EXTRACT TO READ
>> START
= Ernest Langlois =

French medievalist

Ernest Langlois (/fr/; Heippes, 4 September 1857 – Lille, 15 July 1924) was a French medievalist, professor at the University of Lille.

He is best known for his 1910 work Les manuscrits du Roman de la Rose, description et classement, on the manuscripts of the Roman de la Rose and subsequent five-volume edition Le Roman de la Rose par Guillaume de Loris et Jean de Meun. This latter work was for the Société des anciens textes français, and was a reconstruction into the supposed dialect of Orléans of the time; the work is regarded as uneven, with judicious choice of readings but arbitrary corrections of orthography.

==Works==

- Le Couronnement Looys (1888)
>> END
PROBLEMS
A – Render this sentence from the biography of Ernest Langlois in Spanish: "He is best known for his 1910 work Les manuscrits du Roman de la Rose, description et classement, on the manuscripts of the Roman de la Rose and subsequent five-volume edition Le Roman de la Rose par Guillaume de Loris et Jean de Meun."
B – According to the biography of Ernest Langlois, which society was his five-volume edition of the Roman de la Rose prepared for?
C – Carry on the biography of Ernest Langlois from its last line.
The items that follow were taken from a separate source.

Coordinate annotation items
>> START
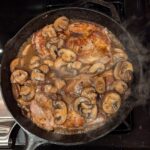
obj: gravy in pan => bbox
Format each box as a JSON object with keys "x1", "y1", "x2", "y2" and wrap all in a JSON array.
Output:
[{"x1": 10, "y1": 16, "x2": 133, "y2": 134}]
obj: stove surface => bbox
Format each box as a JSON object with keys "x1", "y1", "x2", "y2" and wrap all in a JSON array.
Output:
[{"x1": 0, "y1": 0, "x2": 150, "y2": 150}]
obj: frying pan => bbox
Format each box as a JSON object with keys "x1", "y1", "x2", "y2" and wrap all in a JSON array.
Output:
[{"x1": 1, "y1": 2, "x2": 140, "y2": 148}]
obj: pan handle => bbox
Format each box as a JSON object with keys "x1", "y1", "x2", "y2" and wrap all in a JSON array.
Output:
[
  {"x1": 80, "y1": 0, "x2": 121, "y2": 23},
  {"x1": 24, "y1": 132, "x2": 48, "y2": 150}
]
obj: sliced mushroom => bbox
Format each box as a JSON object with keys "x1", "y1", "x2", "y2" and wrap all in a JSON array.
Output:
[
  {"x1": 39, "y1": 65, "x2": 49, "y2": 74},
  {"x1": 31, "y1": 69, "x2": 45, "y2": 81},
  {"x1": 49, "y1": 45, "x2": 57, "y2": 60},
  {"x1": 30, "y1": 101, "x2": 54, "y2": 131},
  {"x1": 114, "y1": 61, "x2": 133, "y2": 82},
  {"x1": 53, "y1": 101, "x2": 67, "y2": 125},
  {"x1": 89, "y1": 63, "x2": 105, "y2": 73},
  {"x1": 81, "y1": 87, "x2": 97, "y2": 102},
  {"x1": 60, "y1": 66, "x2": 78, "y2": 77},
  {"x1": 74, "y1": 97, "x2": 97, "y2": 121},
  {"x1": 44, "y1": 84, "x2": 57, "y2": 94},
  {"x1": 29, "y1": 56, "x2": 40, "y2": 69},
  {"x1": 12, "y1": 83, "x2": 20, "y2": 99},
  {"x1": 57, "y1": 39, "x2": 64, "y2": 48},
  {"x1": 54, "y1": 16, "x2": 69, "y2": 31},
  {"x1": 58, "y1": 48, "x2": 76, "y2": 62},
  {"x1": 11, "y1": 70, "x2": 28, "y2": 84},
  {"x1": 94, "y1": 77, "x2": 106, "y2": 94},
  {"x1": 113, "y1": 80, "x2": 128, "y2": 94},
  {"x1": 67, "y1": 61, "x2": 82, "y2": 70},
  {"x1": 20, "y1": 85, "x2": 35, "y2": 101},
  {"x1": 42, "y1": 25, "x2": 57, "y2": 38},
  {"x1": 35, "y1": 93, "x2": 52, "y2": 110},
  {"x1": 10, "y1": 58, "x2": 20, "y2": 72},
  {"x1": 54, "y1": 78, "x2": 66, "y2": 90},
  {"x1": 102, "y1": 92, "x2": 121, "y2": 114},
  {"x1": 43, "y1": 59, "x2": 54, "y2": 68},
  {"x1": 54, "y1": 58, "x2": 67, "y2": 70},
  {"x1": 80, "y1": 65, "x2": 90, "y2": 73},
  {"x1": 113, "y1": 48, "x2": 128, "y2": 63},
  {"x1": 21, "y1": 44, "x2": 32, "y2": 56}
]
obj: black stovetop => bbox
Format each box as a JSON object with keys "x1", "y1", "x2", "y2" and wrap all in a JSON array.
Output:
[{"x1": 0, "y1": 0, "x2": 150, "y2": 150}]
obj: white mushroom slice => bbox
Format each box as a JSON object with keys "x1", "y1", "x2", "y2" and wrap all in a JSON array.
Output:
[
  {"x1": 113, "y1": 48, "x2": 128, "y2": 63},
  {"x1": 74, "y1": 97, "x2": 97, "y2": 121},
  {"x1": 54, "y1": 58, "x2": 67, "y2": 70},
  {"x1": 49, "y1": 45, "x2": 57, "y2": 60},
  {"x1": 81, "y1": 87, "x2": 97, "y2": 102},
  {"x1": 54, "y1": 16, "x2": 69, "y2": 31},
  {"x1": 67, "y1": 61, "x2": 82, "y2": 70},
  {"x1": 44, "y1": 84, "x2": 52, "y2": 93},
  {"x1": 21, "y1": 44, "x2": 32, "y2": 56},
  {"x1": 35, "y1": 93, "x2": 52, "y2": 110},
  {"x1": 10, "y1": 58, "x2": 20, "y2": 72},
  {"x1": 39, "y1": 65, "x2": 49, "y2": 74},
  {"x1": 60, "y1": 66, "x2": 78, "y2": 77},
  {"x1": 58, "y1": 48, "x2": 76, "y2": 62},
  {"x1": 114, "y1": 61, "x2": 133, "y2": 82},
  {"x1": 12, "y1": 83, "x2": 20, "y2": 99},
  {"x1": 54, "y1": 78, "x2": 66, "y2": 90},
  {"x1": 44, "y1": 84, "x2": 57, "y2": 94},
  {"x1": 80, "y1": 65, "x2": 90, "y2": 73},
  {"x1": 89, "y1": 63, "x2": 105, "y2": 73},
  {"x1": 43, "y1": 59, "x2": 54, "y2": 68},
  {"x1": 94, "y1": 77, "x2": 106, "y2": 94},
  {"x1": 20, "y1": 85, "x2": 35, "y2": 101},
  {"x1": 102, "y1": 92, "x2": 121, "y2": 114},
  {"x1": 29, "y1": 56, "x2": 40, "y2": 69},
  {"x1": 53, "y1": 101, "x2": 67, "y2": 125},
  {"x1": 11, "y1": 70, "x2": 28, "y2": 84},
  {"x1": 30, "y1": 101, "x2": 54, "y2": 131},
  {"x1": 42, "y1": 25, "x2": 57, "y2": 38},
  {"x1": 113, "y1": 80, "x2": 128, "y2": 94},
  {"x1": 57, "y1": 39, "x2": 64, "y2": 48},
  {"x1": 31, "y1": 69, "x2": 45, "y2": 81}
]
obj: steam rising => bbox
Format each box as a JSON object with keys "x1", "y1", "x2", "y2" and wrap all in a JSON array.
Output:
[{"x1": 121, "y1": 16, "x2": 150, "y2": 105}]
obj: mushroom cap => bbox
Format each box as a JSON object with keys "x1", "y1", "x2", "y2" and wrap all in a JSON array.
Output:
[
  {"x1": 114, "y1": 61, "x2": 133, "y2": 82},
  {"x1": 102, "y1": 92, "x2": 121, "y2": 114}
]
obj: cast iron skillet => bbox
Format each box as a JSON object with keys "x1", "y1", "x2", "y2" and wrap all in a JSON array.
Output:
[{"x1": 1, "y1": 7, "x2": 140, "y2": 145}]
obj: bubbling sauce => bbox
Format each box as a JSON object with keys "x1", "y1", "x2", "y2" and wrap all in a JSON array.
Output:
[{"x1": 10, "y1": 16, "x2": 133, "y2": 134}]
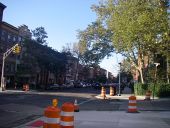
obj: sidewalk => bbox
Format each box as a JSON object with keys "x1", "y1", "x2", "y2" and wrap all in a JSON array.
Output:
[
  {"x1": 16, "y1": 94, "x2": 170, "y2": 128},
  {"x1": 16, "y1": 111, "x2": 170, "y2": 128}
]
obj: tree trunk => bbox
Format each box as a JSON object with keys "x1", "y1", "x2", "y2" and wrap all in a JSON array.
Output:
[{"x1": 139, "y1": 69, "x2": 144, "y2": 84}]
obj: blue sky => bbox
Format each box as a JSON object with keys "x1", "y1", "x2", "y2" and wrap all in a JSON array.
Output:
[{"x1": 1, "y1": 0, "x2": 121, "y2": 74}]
>> END
>> START
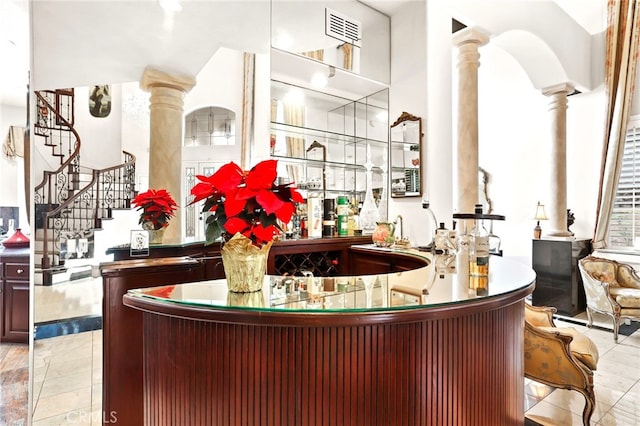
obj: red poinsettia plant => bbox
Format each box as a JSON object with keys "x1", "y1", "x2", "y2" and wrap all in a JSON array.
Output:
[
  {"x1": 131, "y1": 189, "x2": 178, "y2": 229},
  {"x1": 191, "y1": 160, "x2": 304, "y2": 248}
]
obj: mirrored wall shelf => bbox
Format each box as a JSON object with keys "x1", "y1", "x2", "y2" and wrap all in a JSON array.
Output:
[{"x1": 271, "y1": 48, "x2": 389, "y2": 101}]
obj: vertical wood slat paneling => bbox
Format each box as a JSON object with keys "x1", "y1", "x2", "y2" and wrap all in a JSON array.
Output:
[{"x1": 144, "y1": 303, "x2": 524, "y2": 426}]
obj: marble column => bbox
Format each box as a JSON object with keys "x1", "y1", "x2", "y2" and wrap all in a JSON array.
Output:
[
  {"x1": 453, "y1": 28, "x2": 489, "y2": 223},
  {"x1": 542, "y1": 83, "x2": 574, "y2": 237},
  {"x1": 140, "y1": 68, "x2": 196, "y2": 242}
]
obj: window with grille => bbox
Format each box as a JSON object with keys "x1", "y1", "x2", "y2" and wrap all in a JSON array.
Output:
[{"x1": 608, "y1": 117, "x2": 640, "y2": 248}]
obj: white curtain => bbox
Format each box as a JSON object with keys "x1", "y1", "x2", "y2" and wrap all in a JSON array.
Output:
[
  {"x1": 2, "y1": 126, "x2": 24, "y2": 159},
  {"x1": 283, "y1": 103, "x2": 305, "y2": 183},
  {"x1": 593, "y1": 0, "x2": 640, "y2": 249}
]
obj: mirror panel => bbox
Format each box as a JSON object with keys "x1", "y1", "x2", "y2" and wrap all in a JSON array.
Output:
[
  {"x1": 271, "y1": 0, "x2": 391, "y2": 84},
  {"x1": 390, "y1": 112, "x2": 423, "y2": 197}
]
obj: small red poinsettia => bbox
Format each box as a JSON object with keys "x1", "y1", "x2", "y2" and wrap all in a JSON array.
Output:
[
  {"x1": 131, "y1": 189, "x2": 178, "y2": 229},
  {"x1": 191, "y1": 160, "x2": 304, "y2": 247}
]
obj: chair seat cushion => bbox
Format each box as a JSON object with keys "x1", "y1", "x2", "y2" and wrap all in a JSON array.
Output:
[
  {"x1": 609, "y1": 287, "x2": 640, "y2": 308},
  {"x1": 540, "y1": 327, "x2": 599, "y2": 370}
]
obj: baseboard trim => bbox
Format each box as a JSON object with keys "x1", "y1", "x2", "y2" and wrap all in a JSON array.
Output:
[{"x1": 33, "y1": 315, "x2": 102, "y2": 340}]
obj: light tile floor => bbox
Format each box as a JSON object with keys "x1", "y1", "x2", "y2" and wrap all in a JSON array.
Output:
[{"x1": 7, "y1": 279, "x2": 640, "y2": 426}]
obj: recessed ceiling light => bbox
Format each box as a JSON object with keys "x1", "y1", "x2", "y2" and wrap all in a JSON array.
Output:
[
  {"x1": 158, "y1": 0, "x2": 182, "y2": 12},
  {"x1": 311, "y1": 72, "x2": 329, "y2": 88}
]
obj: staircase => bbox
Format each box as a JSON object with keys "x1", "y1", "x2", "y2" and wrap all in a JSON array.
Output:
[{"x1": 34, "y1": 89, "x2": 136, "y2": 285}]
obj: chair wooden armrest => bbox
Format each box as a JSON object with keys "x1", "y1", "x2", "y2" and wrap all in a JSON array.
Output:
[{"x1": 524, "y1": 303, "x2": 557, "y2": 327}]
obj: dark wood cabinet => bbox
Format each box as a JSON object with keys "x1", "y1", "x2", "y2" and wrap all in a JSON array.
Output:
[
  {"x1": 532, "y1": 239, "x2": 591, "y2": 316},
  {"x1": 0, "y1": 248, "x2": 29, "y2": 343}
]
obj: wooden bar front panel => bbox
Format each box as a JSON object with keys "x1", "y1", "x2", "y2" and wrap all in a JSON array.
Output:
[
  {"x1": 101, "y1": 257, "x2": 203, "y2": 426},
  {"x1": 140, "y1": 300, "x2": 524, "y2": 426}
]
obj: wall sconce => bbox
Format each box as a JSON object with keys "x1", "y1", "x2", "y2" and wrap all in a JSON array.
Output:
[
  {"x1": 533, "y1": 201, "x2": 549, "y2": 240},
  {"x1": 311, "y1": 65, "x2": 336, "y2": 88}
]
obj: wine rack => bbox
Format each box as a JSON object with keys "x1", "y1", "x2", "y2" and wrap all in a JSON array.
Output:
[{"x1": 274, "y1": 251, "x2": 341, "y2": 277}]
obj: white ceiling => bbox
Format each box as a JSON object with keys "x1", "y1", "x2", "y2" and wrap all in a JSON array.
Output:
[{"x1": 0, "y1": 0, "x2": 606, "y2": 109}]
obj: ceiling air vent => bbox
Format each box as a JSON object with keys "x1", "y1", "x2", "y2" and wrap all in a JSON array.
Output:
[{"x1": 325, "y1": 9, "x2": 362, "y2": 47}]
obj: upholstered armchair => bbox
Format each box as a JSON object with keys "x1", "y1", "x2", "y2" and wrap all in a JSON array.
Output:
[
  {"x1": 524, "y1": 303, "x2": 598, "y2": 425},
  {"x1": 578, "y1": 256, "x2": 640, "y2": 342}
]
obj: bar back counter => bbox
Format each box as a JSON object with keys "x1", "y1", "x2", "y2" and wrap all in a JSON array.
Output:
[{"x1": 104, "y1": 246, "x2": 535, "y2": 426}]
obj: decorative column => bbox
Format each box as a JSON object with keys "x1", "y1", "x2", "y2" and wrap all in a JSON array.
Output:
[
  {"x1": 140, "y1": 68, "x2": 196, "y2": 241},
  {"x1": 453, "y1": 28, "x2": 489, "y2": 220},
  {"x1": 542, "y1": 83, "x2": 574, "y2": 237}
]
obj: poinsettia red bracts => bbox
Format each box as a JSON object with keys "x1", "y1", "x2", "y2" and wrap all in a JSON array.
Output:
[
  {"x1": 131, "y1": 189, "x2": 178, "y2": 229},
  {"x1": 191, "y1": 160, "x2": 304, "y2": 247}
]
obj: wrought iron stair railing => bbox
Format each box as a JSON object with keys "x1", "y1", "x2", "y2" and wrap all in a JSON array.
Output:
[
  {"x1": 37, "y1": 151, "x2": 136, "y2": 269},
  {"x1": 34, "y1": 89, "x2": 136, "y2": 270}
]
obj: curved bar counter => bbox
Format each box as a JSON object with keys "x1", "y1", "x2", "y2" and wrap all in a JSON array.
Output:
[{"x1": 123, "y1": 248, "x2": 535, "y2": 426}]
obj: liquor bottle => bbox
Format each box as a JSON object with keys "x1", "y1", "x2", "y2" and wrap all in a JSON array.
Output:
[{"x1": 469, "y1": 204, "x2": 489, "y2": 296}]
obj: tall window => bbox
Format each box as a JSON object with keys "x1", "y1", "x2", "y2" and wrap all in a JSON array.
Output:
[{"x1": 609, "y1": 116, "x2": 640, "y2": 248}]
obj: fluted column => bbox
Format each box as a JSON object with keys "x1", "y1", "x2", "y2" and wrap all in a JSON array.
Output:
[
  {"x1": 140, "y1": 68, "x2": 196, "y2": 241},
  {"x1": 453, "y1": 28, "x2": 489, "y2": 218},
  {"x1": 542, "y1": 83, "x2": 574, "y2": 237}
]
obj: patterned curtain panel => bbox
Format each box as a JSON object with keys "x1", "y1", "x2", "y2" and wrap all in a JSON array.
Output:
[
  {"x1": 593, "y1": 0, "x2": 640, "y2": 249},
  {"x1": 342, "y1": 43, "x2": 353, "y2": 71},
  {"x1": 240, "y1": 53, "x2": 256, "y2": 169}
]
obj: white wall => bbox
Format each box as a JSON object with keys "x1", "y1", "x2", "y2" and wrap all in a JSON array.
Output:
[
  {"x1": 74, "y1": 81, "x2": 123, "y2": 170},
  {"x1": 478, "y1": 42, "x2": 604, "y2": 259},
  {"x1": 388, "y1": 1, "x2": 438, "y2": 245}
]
>> END
>> START
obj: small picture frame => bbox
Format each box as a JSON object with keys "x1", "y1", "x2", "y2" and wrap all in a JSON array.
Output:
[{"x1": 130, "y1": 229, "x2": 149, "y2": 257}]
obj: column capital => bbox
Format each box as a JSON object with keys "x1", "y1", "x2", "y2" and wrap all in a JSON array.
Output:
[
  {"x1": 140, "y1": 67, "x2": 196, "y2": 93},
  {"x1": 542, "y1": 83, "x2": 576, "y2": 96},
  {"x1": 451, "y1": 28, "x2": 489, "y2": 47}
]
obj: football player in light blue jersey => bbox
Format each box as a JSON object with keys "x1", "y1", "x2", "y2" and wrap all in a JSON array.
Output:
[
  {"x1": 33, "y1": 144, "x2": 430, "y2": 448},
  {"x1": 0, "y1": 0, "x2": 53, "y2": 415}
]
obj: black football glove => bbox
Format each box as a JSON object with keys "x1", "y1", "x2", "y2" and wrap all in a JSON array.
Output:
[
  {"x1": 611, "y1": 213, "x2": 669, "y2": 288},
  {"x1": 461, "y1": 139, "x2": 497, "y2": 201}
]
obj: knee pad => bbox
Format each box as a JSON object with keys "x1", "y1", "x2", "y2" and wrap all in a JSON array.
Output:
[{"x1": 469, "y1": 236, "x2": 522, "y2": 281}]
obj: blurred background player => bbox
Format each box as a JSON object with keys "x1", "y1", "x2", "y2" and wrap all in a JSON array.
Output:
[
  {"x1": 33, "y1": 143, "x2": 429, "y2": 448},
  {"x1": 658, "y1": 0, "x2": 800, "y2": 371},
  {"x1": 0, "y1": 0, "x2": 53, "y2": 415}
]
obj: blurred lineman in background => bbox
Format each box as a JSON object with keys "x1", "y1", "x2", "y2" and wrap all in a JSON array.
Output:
>> END
TASK ANSWERS
A – Es conocido sobre todo por su obra de 1910 Les manuscrits du Roman de la Rose, description et classement, sobre los manuscritos del Roman de la Rose, y por la posterior edición en cinco volúmenes Le Roman de la Rose par Guillaume de Loris et Jean de Meun.

B – The Société des anciens textes français.

C –
- Origines et sources du Roman de la Rose (1890)
- Le jeu de Robin et Marion (1896)
- Anciens proverbes français (1899)
- Recueil d’arts de seconde rhétorique (Paris, 1902) (full text)
- Table des noms propres de toute nature compris dans les chansons de geste imprimées (1904)
- Les manuscrits du Roman de la Rose, description et classement (1910)
- Le Roman de la Rose par Guillaume de Loris et Jean de Meun (1914-1924)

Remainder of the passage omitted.